TASK: Whenever "plant" appears in a line of the entries below, that line counts; give the total only.

-*-

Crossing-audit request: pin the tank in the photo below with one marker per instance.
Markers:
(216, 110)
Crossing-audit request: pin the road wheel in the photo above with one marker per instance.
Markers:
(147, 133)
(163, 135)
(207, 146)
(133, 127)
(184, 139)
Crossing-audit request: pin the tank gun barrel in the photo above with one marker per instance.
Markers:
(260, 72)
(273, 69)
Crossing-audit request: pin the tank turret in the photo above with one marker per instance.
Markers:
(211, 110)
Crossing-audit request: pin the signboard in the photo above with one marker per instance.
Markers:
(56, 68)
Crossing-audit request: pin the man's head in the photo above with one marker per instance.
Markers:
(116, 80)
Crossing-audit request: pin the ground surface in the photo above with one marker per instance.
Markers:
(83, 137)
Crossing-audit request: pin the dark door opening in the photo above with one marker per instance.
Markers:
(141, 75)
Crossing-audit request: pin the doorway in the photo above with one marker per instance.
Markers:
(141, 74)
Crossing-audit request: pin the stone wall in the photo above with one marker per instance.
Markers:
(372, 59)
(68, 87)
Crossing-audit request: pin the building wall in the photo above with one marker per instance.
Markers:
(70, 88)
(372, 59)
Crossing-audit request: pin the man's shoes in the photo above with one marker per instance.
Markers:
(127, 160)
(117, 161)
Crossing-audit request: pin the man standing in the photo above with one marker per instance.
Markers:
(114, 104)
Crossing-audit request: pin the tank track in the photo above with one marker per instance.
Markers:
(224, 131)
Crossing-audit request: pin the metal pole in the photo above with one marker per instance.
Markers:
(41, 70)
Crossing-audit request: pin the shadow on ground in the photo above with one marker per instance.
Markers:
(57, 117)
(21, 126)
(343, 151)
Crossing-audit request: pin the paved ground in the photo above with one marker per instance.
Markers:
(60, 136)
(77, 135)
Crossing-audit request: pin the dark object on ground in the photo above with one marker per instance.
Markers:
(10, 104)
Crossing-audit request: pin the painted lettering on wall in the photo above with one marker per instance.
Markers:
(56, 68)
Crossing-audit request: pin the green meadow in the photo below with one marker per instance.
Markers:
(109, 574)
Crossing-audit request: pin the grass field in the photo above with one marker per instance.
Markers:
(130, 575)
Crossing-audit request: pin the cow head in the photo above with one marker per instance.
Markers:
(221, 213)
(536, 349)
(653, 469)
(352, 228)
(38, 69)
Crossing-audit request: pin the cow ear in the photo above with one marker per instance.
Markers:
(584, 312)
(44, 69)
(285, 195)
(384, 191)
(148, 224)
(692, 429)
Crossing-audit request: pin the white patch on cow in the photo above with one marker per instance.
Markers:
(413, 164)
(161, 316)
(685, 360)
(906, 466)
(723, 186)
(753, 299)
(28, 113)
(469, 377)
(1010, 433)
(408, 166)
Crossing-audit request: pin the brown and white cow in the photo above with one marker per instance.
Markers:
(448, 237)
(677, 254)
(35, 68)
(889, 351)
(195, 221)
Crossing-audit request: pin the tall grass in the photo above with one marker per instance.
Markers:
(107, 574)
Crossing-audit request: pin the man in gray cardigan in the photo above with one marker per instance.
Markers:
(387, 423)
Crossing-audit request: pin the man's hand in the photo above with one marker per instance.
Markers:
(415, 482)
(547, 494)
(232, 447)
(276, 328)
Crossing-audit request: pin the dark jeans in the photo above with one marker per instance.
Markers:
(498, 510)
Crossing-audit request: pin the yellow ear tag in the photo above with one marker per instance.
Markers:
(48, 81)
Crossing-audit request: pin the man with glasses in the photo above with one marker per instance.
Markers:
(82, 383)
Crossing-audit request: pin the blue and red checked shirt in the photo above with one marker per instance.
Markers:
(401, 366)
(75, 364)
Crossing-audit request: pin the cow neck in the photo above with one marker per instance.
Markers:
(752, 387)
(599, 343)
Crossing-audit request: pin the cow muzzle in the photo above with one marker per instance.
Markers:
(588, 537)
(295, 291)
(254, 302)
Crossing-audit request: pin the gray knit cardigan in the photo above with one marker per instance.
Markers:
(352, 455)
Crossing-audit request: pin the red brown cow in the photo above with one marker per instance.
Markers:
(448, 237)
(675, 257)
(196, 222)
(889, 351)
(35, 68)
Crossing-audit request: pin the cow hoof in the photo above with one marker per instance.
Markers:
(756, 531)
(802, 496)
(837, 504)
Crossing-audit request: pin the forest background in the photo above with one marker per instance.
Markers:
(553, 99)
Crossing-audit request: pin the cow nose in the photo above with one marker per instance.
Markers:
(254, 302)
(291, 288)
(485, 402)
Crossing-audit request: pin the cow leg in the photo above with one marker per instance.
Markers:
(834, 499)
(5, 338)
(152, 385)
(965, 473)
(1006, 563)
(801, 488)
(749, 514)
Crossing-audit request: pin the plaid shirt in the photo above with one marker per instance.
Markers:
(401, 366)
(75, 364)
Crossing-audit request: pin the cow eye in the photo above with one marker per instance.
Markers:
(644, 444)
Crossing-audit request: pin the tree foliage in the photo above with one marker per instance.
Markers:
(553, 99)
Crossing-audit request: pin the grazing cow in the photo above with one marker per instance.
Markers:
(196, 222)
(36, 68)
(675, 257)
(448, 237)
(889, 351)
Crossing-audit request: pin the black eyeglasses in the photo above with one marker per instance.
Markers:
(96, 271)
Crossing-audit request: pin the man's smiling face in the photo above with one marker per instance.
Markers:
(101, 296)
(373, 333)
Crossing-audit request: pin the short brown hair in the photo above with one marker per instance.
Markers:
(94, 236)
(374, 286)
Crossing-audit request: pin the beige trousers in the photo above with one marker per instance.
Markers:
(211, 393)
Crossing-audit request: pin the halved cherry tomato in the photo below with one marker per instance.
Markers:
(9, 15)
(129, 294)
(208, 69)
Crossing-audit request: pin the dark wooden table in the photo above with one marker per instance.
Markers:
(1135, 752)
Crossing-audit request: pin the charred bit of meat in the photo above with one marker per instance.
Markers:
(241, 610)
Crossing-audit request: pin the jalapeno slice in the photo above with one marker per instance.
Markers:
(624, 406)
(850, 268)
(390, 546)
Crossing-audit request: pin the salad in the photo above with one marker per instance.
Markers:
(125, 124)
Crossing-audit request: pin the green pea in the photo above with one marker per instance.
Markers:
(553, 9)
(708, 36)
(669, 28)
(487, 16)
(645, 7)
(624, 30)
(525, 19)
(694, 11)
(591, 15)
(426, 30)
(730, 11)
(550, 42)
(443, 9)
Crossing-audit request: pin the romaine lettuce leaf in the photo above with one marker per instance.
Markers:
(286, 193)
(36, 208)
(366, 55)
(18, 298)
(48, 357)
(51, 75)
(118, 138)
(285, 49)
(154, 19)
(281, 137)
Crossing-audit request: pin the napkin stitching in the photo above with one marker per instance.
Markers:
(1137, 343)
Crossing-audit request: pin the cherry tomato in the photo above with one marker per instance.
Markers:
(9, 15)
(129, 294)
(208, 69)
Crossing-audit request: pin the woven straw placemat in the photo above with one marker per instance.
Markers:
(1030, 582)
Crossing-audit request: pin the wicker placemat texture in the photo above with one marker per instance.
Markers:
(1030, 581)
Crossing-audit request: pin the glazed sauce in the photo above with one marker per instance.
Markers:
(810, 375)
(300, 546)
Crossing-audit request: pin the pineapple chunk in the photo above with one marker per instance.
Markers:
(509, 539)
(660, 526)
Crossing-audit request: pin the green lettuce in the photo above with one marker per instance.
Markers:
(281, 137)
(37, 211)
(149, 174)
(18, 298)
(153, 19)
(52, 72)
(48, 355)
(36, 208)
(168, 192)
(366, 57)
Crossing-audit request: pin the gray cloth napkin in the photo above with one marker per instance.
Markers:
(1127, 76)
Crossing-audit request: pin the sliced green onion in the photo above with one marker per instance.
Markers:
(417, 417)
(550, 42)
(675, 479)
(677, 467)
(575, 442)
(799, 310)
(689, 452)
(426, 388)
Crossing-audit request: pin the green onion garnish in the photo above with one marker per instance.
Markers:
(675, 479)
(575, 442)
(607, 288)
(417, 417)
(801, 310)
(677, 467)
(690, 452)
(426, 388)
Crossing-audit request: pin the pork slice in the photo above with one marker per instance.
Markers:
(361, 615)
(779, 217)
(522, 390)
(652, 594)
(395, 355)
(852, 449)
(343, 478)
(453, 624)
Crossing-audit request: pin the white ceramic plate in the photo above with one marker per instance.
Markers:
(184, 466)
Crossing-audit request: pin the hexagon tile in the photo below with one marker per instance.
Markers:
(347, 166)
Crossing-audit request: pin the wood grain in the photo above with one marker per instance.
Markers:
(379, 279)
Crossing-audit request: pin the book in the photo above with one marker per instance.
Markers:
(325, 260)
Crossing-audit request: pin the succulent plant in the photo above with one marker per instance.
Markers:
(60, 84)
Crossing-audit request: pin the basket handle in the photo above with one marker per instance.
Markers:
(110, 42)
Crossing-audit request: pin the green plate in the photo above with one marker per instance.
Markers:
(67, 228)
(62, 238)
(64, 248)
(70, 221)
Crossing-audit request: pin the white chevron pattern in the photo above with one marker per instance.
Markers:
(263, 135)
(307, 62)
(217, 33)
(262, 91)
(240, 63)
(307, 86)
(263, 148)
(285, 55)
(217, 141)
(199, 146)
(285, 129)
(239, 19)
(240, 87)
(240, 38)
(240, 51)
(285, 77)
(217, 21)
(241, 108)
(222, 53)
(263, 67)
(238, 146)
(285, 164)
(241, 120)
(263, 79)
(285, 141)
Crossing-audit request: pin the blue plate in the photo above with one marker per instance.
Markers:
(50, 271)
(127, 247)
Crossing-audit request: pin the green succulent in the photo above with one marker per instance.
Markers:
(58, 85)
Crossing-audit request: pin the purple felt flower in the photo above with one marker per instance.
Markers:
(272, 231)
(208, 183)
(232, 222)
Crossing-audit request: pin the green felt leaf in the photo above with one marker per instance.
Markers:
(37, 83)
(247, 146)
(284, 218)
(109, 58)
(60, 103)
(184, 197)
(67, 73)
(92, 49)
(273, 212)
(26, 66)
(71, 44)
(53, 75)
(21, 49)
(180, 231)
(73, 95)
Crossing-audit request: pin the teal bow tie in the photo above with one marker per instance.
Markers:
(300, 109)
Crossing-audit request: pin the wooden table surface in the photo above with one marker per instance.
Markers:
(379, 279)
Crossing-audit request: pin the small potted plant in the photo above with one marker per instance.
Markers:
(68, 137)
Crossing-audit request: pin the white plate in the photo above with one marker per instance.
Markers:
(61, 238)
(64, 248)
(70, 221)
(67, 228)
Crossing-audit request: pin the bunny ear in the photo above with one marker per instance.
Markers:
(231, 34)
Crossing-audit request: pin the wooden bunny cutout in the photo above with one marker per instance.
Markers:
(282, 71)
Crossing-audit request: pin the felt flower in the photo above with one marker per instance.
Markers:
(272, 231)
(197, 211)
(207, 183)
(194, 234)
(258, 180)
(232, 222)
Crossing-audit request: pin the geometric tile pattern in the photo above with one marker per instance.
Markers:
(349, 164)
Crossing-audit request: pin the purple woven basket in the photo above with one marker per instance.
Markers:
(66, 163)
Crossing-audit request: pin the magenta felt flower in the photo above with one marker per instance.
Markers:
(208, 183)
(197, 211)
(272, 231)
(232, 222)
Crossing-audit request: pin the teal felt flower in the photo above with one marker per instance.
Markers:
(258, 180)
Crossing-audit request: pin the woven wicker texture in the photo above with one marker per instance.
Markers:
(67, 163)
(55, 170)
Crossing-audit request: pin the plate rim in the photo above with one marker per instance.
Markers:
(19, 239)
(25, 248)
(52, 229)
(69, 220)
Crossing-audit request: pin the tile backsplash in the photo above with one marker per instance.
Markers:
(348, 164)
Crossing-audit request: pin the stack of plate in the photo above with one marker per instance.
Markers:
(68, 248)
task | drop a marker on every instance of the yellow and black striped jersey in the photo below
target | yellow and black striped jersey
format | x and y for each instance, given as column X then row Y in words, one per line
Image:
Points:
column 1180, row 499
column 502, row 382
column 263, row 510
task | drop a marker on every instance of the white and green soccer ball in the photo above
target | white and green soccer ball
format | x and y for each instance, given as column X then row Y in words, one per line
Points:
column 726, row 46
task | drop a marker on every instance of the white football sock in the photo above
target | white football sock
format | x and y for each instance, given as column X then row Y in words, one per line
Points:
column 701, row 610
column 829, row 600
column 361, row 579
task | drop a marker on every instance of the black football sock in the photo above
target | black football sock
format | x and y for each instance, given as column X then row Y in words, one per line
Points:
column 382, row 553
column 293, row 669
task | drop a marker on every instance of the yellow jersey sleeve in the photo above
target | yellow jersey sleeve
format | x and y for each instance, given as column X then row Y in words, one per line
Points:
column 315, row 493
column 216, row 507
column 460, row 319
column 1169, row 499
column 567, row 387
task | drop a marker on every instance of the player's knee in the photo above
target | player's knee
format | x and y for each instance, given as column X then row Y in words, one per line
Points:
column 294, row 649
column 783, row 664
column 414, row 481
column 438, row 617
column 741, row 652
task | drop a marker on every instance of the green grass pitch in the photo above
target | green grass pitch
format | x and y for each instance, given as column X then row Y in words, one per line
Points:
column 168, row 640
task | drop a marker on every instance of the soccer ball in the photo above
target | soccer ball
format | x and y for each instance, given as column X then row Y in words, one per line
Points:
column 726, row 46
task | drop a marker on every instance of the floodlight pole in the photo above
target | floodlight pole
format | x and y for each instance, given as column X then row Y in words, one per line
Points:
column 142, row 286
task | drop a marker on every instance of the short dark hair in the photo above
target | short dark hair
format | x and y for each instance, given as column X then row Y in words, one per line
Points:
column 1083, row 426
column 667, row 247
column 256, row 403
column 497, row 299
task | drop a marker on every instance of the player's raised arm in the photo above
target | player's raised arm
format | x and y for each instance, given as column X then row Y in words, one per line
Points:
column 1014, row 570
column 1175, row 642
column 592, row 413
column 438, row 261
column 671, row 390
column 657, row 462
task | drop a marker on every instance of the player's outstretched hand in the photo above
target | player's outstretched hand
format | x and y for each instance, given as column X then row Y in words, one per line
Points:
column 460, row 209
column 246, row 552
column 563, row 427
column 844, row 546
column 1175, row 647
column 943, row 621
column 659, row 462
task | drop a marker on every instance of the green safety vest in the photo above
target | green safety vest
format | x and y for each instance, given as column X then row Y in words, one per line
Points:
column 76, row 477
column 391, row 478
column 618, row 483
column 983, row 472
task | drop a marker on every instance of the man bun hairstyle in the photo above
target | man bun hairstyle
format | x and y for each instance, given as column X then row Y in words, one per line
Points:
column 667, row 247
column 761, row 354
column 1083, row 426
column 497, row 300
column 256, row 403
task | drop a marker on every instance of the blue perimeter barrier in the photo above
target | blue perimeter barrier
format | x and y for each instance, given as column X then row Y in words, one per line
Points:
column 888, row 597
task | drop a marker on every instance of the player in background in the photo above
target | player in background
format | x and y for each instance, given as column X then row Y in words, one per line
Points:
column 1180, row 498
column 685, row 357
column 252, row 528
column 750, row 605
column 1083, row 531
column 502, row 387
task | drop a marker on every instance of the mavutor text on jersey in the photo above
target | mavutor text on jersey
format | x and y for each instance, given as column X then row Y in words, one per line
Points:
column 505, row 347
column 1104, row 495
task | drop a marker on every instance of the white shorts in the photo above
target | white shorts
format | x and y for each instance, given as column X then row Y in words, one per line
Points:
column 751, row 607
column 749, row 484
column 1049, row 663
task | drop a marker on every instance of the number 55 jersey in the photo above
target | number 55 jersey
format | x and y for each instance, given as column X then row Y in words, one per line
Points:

-*-

COMPLETED EXERCISE: 2